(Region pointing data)
--*--

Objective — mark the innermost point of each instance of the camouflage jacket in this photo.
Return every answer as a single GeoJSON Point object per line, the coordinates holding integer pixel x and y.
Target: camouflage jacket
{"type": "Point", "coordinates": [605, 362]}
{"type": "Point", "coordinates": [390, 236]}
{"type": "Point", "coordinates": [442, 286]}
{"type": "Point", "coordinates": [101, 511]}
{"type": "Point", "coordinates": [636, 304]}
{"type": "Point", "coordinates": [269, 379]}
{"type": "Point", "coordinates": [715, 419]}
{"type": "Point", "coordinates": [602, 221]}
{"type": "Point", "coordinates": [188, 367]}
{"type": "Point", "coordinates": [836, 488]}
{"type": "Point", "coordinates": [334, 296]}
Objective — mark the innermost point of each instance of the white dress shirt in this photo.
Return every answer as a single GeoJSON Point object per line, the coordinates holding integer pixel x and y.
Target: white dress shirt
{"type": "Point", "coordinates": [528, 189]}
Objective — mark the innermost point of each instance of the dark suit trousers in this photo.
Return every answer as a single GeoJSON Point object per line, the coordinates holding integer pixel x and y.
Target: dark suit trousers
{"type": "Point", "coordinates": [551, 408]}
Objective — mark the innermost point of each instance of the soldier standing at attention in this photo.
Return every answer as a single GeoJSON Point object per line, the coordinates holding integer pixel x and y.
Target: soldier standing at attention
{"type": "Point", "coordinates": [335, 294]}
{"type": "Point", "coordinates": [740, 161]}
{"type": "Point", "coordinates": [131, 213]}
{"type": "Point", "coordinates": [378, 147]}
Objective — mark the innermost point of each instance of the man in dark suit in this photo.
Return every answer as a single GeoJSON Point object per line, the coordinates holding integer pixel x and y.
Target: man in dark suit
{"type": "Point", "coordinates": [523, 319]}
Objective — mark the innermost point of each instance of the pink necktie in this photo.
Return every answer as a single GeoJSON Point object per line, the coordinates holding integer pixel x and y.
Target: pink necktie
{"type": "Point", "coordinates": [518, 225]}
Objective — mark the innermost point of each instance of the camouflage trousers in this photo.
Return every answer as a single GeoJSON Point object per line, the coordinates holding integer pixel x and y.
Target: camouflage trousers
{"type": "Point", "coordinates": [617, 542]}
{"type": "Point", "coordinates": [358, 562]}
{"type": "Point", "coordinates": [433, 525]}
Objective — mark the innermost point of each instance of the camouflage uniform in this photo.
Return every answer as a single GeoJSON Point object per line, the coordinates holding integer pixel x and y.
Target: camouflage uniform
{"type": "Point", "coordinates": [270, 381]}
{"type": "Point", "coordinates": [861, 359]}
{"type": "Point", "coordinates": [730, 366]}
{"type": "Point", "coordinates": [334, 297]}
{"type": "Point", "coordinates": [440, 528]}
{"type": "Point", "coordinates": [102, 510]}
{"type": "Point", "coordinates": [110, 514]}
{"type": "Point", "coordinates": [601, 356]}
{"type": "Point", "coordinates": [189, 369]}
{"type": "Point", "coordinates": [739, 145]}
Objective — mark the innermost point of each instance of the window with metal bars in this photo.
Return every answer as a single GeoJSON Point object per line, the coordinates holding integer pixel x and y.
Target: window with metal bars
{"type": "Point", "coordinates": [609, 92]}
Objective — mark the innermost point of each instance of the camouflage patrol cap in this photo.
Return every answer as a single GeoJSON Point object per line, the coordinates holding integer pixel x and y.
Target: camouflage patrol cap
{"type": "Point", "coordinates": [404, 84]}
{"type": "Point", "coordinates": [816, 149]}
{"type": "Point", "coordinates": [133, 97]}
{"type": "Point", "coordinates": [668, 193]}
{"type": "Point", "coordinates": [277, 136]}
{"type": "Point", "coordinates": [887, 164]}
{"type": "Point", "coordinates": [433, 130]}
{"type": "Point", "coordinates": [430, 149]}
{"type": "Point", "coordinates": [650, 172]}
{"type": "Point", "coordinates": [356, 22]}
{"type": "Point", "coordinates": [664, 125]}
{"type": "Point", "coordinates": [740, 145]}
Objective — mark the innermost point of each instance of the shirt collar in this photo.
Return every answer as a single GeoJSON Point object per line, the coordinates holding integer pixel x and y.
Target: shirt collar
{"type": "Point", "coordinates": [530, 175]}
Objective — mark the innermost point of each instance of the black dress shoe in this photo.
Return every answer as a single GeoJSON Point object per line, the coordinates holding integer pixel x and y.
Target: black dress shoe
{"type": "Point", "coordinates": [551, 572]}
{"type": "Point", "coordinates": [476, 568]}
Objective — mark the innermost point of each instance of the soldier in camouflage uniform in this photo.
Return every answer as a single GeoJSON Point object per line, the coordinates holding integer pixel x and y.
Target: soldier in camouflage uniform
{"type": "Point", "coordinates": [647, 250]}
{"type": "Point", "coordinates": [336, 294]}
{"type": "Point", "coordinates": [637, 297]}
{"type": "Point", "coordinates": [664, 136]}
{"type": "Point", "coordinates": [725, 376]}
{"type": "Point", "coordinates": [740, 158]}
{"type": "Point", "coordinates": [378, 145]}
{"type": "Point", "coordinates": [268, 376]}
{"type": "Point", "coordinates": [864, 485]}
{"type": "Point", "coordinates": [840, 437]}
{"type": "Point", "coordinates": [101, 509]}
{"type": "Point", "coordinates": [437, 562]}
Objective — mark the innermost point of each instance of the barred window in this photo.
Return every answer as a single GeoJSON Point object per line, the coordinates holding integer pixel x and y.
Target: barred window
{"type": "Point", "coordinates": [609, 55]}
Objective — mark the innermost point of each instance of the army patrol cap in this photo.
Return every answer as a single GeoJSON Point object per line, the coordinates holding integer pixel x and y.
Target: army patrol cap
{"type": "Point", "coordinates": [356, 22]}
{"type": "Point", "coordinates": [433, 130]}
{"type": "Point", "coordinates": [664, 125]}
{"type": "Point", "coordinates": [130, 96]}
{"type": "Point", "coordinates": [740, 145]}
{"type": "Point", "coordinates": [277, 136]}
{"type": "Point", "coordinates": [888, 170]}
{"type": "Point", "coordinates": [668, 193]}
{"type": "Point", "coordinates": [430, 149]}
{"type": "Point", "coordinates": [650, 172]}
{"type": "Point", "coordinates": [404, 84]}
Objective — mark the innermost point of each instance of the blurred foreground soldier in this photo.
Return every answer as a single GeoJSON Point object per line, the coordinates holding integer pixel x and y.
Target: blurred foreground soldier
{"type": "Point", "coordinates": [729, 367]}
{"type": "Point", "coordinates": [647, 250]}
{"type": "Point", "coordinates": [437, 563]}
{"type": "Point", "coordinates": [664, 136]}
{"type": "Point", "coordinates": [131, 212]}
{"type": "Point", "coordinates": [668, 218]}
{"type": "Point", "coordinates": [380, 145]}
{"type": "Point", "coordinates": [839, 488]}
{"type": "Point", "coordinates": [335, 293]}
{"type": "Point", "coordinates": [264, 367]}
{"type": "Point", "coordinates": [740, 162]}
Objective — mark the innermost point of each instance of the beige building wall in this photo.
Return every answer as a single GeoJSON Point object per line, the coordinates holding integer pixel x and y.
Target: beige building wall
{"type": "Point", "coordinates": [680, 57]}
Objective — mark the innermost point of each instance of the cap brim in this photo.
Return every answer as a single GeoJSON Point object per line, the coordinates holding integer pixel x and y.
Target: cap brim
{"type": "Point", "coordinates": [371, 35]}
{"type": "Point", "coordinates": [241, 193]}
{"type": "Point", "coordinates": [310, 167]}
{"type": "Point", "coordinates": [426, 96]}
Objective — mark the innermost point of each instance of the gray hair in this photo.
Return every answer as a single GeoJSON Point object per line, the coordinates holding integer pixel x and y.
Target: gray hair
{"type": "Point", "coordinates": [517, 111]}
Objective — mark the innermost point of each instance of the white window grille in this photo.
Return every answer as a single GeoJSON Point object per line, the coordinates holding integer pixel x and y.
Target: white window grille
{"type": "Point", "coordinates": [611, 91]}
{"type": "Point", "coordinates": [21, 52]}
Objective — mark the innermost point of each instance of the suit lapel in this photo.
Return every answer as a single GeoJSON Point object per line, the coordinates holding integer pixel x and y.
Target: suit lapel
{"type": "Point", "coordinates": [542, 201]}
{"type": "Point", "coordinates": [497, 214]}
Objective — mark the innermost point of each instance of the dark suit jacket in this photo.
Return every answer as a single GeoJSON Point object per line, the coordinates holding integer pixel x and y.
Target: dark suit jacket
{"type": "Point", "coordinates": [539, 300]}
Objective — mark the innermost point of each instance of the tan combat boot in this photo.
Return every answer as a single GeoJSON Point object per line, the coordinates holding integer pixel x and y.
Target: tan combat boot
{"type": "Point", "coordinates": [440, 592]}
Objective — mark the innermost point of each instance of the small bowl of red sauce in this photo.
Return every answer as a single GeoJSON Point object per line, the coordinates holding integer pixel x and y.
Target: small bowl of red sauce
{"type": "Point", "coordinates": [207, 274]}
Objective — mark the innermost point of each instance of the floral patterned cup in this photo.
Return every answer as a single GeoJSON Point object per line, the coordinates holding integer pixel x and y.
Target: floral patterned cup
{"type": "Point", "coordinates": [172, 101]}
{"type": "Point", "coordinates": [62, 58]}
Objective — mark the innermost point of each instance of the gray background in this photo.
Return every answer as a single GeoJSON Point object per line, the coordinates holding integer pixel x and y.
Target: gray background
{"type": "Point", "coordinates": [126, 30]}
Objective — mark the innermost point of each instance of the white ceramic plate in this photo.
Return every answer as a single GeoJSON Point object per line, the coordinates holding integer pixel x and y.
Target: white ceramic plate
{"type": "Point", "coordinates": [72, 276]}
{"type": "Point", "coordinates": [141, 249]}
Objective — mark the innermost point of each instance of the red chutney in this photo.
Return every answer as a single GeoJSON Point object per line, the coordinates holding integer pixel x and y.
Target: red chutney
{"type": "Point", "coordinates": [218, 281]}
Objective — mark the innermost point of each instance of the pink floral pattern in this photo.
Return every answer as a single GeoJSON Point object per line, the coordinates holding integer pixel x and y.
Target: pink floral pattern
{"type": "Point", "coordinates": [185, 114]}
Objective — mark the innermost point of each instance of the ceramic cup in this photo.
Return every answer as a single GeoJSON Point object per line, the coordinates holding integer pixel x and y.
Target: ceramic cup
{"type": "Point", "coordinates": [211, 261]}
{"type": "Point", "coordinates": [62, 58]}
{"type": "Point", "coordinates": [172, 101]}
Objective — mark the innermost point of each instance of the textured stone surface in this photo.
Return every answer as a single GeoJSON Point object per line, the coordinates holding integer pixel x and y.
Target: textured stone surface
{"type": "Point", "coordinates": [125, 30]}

--*--

• **THE TASK**
Copy verbatim the span of lines that begins with the line holding "Target: gray background" and ends at the last line of the records.

• **EXERCISE SOLUTION**
Target: gray background
{"type": "Point", "coordinates": [126, 30]}
Objective — mark the innermost point of each instance of the white ceramic plate in this photo.
Return every answer as a single GeoJSON Point object per line, the coordinates holding integer pixel x and y.
Target: white ceramic plate
{"type": "Point", "coordinates": [72, 276]}
{"type": "Point", "coordinates": [141, 249]}
Objective — mark the innermost point of each instance of the red chutney in this photo.
Return every answer as a single GeoJSON Point object per line, the coordinates holding integer pixel x and y.
Target: red chutney
{"type": "Point", "coordinates": [218, 281]}
Objective — mark the innermost point of each instance of the pink floral pattern in this photo.
Return every answer as a single GeoJSON Point object per line, the coordinates holding integer pixel x and y.
Target: pink floral pattern
{"type": "Point", "coordinates": [185, 114]}
Objective — mark the innermost point of each instance of the ceramic cup in this photo.
Return every answer as a single GeoJSON Point object per line, the coordinates holding integer pixel x and y.
Target: ceramic cup
{"type": "Point", "coordinates": [211, 261]}
{"type": "Point", "coordinates": [62, 58]}
{"type": "Point", "coordinates": [172, 101]}
Objective — mark the innermost point of each instance of the textured stone surface in this photo.
Return every answer as a single GeoJSON Point object per line, the coordinates holding integer pixel x and y.
Target: textured stone surface
{"type": "Point", "coordinates": [125, 30]}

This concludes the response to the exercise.